**SHORT PROBLEM**
Copy the lines below exactly, from the line containing "One point per instance, each like (389, 25)." through the last line.
○ ○ ○
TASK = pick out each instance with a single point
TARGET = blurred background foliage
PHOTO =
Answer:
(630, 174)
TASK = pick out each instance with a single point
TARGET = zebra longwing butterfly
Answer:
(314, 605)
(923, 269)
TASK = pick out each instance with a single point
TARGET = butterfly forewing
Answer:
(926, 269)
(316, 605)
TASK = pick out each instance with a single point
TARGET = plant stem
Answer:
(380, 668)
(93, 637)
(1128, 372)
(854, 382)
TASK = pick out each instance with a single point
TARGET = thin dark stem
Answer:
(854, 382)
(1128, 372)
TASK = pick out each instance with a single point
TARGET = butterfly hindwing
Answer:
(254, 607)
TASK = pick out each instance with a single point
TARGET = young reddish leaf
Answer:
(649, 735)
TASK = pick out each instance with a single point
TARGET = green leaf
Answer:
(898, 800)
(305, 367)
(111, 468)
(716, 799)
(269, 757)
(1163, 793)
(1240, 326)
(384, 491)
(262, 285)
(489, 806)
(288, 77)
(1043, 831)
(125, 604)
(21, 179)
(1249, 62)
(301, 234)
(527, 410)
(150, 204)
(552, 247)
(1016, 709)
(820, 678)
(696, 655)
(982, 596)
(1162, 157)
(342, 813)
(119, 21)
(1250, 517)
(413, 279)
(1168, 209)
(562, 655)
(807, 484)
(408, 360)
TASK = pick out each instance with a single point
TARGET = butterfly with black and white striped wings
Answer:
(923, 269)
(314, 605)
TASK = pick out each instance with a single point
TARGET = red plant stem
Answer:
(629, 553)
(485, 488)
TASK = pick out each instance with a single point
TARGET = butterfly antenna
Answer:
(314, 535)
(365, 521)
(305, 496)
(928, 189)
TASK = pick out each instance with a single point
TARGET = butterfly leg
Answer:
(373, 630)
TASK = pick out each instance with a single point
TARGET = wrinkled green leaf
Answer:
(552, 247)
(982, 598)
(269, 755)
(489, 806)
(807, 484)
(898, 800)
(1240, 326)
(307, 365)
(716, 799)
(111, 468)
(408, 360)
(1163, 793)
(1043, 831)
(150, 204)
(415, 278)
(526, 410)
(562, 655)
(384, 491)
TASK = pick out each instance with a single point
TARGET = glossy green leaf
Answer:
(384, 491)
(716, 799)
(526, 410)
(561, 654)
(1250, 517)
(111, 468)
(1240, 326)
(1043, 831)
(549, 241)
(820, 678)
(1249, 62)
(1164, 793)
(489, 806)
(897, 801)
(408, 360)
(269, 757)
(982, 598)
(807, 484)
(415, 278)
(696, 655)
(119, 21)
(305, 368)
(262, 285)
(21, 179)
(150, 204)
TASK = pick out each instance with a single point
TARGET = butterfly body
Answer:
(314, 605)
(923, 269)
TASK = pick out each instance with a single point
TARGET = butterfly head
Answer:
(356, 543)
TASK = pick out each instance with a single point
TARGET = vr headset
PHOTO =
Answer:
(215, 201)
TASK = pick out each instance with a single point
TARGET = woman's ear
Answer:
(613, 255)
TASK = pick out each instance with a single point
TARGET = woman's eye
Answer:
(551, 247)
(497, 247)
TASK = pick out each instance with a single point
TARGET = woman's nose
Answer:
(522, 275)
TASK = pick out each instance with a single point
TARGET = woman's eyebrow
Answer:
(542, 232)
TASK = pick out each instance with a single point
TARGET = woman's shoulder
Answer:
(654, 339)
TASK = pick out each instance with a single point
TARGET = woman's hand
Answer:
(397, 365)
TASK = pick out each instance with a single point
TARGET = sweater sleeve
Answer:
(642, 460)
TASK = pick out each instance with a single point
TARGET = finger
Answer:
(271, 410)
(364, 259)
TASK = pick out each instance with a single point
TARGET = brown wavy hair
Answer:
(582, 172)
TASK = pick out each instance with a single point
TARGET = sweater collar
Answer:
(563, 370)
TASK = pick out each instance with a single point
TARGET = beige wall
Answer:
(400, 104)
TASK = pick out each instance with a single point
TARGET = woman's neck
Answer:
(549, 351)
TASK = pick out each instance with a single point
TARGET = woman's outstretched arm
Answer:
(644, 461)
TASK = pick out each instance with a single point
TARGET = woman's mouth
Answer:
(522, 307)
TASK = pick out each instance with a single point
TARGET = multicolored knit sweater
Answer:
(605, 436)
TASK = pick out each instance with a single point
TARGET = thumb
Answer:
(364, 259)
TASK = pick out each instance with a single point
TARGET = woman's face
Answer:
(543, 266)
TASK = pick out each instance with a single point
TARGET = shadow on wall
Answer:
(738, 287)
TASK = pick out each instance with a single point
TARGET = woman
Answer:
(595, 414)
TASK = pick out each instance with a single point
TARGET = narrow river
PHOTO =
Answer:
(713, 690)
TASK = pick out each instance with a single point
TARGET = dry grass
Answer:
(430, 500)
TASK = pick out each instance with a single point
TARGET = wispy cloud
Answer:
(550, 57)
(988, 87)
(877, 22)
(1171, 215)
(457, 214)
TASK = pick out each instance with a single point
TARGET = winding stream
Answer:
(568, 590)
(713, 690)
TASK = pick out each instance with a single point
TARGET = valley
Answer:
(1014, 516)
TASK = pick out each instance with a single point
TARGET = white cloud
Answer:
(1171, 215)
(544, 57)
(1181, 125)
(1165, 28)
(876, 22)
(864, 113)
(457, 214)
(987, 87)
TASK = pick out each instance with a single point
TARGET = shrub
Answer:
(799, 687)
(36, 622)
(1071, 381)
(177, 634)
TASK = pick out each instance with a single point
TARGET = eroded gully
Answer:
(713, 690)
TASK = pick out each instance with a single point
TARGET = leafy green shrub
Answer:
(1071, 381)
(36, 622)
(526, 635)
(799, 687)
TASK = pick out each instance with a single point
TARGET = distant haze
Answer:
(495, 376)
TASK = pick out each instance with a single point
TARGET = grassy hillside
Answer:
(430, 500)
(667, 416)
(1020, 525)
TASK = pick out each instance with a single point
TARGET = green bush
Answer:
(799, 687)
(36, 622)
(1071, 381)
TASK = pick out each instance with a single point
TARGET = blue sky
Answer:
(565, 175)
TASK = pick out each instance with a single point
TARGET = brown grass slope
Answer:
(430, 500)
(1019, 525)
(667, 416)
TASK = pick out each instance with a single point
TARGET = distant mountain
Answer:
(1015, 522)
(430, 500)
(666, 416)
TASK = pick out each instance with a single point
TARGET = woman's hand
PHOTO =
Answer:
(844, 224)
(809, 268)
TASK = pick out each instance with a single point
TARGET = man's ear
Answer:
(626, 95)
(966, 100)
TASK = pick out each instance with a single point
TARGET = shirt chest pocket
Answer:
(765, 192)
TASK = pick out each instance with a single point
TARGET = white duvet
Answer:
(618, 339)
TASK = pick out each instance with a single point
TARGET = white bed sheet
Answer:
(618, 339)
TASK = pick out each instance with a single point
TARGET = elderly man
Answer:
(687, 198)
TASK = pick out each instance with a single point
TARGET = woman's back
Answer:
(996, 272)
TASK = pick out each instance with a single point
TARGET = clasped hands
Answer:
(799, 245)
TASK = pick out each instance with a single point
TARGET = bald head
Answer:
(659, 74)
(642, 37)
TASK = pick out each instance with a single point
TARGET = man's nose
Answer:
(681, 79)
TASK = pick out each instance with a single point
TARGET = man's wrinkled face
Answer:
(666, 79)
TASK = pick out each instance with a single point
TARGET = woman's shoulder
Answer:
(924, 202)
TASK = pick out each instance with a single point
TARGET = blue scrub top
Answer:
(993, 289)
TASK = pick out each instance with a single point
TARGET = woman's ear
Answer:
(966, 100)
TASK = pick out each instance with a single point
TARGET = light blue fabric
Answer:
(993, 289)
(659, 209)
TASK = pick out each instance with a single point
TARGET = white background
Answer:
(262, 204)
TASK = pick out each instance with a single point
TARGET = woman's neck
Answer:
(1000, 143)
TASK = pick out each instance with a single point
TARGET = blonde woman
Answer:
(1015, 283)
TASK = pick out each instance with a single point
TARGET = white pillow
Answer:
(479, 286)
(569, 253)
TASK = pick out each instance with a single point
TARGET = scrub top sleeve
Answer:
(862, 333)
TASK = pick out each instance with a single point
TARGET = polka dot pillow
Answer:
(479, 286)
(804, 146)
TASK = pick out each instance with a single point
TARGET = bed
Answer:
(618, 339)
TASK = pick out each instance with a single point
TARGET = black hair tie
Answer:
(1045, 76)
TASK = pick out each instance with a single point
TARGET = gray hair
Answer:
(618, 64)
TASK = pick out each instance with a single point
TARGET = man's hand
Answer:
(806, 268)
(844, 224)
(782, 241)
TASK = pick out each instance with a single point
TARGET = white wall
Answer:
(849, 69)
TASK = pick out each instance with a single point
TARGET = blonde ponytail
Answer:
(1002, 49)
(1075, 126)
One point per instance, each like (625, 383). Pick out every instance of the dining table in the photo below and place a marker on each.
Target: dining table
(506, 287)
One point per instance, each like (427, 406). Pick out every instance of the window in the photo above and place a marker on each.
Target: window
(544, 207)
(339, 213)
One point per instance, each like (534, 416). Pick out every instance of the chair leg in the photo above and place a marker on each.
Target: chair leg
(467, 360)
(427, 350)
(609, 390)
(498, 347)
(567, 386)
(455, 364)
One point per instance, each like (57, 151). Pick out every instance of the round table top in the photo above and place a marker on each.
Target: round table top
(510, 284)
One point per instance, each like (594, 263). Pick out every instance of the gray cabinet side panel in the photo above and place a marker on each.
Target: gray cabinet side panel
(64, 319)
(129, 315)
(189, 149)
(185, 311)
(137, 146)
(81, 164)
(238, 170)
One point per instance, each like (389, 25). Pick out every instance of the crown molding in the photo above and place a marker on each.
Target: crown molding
○ ○ ○
**OUTPUT FOR THIS TASK**
One point per instance, each like (389, 25). Pick out every instance of the crown molding in the photo above and place a marker on each.
Target: crown molding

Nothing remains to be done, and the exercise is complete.